EXCERPT PROVIDED
Metamath Proof Explorer

Theorem cnvrefrelcoss2

Description: Necessary and sufficient condition for a coset relation to be a converse reflexive relation. (Contributed by Peter Mazsa, 27-Jul-2021)

		Ref	Expression
	Assertion	cnvrefrelcoss2	⊢ ( CnvRefRel ≀ 𝑅 ↔ ≀ 𝑅 ⊆ I )

Proof

Step	Hyp	Ref	Expression
1		relcoss	⊢ Rel ≀ 𝑅
2		dfcnvrefrel2	⊢ ( CnvRefRel ≀ 𝑅 ↔ ( ≀ 𝑅 ⊆ ( I ∩ ( dom ≀ 𝑅 × ran ≀ 𝑅 ) ) ∧ Rel ≀ 𝑅 ) )

Location identification items:

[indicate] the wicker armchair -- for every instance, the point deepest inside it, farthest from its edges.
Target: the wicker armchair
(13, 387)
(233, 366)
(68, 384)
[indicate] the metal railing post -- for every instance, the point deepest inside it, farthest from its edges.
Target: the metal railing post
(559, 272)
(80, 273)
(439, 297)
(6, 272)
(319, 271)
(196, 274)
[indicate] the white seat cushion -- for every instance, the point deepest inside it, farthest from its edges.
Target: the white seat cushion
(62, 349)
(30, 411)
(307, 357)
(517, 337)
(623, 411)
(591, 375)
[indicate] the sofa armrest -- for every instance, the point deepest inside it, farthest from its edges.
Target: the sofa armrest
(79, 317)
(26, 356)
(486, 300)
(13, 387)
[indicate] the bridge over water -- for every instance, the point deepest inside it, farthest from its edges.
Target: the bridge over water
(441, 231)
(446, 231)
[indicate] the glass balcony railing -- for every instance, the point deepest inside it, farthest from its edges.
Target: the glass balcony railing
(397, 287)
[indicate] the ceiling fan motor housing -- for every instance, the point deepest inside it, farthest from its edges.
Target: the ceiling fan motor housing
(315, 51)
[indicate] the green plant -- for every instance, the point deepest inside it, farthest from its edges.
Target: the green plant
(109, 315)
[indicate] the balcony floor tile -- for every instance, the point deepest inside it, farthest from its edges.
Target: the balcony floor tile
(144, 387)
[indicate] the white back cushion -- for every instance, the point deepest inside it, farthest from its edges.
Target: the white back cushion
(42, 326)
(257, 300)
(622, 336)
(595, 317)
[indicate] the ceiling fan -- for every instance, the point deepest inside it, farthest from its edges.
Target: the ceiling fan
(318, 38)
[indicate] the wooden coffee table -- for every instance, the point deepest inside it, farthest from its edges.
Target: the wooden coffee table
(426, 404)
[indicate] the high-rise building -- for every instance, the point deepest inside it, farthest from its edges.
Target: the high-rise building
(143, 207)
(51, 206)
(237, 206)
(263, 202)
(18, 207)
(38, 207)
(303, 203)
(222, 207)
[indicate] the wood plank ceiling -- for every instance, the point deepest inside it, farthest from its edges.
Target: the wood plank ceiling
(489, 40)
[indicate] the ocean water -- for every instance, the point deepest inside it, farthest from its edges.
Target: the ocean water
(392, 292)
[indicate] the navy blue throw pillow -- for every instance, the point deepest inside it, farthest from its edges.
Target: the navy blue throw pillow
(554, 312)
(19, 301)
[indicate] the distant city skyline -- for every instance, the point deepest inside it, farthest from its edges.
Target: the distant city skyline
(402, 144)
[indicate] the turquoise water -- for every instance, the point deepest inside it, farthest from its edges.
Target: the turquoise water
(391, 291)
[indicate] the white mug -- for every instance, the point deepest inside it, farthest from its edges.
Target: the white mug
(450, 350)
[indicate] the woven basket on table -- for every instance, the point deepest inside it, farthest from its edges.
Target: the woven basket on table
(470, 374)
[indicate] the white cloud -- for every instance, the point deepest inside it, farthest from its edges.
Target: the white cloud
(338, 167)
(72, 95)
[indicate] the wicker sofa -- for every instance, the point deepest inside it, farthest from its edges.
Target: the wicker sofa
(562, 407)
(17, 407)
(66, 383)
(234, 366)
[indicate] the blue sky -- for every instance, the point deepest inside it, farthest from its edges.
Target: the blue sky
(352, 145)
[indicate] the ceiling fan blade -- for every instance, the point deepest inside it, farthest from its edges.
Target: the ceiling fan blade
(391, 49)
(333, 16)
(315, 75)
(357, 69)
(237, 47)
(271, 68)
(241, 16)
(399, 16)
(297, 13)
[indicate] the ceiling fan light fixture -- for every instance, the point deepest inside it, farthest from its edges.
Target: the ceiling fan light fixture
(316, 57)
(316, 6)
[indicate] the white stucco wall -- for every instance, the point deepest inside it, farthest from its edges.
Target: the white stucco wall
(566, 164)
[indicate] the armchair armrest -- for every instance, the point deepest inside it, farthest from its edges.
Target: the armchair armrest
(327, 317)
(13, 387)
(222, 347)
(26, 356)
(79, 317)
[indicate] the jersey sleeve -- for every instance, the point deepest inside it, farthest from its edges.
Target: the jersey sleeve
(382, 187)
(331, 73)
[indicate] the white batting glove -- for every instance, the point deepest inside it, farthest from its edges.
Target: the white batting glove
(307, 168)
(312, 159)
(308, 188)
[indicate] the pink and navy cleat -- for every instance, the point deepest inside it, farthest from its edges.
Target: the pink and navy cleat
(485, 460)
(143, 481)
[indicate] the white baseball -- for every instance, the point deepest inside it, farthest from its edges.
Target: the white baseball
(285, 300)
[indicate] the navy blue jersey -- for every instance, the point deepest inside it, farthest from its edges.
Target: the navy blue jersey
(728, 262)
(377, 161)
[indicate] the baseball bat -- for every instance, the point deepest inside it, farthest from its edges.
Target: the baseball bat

WHAT YOU NEED TO DO
Quote the Metamath theorem page word for word, starting with "Description: Necessary and" and going on through "CnvRefRel ≀ 𝑅 ↔ ≀ 𝑅 ⊆ I )". You won't need the entries for anything here.

CORRECT ANSWER
Description: Necessary and sufficient condition for a coset relation to be a converse reflexive relation. (Contributed by Peter Mazsa, 27-Jul-2021)

		Ref	Expression
	Assertion	cnvrefrelcoss2	⊢ ( CnvRefRel ≀ 𝑅 ↔ ≀ 𝑅 ⊆ I )